:: Selected excerpt ::
WHEN Carrum Downs Community Bank chairman Gary Rowe was driving his children to school last week, he heard on radio 3AW the story of a Rosebud woman unable to afford drugs to treat a brain tumour.
Cost of the drugs, not available through PBS, was $2100 a treatment.
Friends of Ann Marie Taylor and her husband Adrian had been holding sausage sizzles to try to raise the money.
Mr Taylor had been paying for the treatment on his credit card. The couple – childhood sweethearts since Ann Marie was 14, now 36, with three children aged one, four and 11 – were in trouble. Ann Marie had been given four weeks to live if a new drug did not work.
Mr Rowe rang around fellow bank directors to seek approval to pay for 10 treatments from the bank's community support fund.
The grant was approved. Mr Rowe went on air. Phones at the station and at the bank ran hot with congratulations and other offers.

:: Exercise ::
In the bank grant article, how much did each treatment of the drugs cost? These lines have nothing to do with the bank grant article.

:: Available data ::
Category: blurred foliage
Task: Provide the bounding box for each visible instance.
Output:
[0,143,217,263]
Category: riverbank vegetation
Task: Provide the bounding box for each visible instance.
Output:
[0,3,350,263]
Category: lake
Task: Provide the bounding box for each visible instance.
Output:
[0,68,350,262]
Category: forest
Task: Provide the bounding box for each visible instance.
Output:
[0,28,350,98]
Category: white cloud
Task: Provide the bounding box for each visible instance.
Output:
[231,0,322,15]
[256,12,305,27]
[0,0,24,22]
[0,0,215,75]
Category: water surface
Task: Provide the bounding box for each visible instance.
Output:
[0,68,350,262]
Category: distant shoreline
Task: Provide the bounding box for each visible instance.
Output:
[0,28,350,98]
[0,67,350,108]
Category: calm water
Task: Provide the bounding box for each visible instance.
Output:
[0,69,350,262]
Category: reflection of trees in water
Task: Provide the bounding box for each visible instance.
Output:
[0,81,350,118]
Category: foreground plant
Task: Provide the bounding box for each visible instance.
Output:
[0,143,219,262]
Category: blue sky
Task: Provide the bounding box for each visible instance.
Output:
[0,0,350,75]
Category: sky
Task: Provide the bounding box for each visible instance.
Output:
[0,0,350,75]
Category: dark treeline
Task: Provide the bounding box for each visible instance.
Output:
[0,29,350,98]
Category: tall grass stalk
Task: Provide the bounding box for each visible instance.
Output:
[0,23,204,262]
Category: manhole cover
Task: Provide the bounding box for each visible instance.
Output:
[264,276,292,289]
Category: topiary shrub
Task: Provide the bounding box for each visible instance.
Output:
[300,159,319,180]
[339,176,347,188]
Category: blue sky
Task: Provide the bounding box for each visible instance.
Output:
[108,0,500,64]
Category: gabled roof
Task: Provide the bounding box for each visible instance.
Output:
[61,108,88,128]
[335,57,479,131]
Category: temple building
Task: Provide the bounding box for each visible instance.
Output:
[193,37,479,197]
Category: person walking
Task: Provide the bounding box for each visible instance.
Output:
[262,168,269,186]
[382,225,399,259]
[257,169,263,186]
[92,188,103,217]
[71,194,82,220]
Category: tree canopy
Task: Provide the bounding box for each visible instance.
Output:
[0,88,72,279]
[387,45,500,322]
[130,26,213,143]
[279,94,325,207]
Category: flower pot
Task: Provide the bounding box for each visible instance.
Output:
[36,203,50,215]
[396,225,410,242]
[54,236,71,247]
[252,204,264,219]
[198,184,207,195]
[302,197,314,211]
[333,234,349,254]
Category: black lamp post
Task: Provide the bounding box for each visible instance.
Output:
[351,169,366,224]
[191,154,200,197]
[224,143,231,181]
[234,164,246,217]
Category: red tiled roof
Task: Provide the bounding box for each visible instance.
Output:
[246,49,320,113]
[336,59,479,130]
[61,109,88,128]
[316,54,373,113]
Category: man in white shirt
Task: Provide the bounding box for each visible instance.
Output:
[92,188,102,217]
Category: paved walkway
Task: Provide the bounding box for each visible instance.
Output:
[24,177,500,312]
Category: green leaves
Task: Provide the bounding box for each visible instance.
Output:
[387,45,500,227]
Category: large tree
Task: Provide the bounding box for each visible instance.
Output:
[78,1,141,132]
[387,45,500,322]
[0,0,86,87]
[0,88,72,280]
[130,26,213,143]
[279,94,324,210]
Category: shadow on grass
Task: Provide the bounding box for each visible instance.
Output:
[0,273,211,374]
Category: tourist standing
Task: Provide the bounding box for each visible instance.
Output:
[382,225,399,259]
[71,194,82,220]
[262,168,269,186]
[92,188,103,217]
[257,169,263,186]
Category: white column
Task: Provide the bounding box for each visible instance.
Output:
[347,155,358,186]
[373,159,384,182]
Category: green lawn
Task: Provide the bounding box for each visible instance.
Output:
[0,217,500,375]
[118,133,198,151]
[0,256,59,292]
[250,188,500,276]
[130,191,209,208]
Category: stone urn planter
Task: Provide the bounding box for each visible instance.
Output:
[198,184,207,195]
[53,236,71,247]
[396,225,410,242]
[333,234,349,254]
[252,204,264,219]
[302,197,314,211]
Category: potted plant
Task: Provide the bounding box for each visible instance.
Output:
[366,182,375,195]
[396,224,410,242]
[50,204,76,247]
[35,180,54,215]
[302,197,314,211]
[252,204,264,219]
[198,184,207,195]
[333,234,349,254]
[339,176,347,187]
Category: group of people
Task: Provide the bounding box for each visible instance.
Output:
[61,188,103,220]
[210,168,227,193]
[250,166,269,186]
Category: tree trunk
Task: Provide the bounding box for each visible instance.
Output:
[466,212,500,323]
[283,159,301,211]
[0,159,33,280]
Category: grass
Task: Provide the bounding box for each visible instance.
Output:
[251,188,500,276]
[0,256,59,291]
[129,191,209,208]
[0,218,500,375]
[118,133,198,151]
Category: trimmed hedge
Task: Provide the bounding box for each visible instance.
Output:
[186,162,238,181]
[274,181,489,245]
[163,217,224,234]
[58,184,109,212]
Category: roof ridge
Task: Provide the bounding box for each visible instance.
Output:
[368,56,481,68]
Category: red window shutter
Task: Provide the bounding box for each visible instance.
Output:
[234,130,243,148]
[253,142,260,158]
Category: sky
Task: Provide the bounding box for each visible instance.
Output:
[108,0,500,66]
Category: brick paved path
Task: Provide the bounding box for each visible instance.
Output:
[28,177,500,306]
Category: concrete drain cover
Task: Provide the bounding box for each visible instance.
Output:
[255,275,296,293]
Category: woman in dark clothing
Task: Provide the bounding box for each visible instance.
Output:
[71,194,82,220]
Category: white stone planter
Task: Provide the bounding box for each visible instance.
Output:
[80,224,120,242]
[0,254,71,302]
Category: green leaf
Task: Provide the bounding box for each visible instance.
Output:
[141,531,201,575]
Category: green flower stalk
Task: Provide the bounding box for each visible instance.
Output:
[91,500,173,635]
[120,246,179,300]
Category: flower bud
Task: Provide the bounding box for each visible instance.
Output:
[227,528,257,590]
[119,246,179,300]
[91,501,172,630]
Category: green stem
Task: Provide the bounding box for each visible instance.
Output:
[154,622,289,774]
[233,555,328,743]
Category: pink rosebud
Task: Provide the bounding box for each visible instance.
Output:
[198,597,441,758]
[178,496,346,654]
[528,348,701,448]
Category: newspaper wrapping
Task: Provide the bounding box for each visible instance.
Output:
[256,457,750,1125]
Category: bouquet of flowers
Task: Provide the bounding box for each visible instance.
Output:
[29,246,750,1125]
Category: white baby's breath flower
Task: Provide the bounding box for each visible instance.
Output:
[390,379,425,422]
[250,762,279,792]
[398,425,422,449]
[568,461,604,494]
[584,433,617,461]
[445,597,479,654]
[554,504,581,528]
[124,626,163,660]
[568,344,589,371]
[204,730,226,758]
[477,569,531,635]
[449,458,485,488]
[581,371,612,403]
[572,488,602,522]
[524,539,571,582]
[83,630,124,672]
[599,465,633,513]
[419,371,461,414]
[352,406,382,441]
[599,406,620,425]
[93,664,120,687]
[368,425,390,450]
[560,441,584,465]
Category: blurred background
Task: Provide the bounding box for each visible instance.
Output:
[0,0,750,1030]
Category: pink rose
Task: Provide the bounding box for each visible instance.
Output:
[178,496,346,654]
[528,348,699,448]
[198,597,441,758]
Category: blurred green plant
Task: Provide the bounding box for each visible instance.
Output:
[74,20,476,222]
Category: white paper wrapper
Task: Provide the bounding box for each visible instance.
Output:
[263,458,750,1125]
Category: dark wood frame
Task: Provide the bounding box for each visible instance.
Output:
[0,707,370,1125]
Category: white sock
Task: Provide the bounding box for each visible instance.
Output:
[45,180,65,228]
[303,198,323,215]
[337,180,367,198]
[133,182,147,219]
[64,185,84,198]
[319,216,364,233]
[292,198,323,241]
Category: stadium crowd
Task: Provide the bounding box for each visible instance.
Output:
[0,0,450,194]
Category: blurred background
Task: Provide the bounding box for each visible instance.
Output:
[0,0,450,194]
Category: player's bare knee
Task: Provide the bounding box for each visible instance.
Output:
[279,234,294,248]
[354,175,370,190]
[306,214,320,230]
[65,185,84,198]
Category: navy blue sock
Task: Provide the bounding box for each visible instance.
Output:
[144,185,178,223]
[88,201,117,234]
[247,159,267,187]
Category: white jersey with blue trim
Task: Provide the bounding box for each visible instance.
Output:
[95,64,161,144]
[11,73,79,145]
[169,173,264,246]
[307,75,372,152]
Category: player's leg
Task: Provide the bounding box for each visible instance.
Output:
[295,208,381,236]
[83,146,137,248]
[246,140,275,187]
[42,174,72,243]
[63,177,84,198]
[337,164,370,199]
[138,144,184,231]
---
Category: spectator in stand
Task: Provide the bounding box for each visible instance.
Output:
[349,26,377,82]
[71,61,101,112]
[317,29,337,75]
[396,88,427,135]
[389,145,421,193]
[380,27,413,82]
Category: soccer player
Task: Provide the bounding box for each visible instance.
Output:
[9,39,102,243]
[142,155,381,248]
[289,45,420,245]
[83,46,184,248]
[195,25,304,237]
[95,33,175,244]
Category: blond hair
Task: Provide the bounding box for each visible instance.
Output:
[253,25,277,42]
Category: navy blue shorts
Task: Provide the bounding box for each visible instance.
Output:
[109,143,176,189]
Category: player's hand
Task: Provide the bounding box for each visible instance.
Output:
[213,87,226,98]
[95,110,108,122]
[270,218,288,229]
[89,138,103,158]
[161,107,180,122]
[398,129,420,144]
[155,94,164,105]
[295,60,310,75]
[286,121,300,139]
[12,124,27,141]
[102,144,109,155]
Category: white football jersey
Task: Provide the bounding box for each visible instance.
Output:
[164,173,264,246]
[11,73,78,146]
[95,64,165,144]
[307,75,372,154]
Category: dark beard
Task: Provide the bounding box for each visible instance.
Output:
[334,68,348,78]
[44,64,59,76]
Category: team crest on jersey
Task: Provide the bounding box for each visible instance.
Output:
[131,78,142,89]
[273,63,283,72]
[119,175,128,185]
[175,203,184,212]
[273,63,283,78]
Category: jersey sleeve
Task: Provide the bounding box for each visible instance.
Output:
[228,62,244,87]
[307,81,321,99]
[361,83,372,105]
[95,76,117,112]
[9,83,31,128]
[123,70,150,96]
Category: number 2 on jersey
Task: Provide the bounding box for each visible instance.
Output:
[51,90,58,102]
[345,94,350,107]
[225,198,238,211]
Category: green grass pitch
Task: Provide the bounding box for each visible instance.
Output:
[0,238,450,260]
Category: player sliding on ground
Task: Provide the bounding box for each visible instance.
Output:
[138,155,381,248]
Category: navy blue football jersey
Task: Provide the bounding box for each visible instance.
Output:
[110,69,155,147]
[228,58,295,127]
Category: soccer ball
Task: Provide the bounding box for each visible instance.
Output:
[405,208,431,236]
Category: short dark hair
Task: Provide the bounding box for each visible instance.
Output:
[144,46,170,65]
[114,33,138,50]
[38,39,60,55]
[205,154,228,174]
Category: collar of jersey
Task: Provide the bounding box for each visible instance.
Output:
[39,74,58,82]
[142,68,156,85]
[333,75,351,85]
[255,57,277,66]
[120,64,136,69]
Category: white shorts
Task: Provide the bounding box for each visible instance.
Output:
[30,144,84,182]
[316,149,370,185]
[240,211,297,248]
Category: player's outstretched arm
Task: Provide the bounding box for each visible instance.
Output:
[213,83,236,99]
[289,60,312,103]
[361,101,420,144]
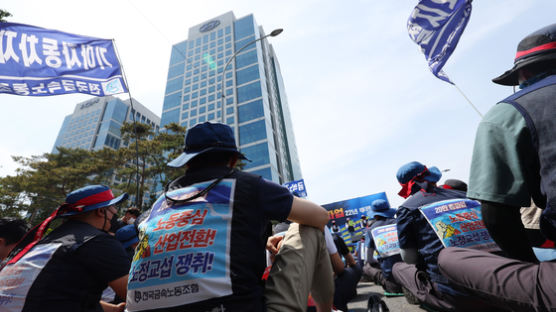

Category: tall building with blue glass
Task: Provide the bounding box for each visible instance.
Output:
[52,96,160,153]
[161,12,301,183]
--
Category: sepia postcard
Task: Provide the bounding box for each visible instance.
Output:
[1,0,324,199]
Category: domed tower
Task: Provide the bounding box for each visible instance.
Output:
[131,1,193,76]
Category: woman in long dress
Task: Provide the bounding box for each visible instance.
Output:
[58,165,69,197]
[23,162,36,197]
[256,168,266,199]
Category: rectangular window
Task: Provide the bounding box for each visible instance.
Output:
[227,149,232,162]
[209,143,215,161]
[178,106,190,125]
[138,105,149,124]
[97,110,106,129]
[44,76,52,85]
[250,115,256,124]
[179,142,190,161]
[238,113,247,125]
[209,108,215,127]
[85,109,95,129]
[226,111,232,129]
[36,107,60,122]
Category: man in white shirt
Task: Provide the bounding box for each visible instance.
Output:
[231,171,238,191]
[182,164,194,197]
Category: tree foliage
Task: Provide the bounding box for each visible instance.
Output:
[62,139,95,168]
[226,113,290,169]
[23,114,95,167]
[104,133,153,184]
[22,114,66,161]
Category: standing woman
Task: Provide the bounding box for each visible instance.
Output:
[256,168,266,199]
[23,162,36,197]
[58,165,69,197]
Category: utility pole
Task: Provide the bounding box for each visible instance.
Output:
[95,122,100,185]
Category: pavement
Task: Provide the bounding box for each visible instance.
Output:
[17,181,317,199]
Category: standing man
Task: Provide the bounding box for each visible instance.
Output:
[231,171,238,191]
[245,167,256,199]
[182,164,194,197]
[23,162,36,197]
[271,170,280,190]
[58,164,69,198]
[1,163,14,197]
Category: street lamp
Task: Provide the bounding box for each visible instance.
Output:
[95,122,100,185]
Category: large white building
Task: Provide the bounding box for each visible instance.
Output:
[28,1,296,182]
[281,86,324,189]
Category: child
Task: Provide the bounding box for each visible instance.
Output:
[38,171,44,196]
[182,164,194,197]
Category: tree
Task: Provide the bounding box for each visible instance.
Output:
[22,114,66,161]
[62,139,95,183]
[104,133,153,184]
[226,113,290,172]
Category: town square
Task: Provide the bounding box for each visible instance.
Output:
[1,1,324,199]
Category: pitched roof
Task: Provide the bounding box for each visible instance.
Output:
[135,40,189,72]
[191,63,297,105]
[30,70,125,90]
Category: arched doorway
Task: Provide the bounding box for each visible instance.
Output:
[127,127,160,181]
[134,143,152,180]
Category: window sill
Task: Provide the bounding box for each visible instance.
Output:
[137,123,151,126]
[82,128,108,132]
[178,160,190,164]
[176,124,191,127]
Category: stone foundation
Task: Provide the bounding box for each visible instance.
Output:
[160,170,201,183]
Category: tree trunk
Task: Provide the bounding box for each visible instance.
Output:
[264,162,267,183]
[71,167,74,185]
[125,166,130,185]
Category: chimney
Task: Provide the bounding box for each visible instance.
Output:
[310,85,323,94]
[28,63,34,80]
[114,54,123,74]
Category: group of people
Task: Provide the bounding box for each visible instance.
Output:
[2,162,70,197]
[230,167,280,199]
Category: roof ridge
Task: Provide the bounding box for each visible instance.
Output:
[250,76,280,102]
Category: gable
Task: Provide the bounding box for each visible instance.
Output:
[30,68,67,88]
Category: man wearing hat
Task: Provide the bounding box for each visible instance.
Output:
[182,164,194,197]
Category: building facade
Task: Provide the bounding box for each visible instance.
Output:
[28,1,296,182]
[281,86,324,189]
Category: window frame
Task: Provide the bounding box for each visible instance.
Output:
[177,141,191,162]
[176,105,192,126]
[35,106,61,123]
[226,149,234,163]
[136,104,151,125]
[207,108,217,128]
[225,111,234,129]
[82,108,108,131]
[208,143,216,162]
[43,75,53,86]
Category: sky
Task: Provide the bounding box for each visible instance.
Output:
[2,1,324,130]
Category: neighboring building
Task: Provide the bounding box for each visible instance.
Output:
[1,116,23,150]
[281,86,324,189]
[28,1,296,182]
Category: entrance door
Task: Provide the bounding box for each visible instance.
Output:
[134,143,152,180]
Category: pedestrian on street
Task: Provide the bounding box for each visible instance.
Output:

:: Exercise output ::
$2100 a treatment.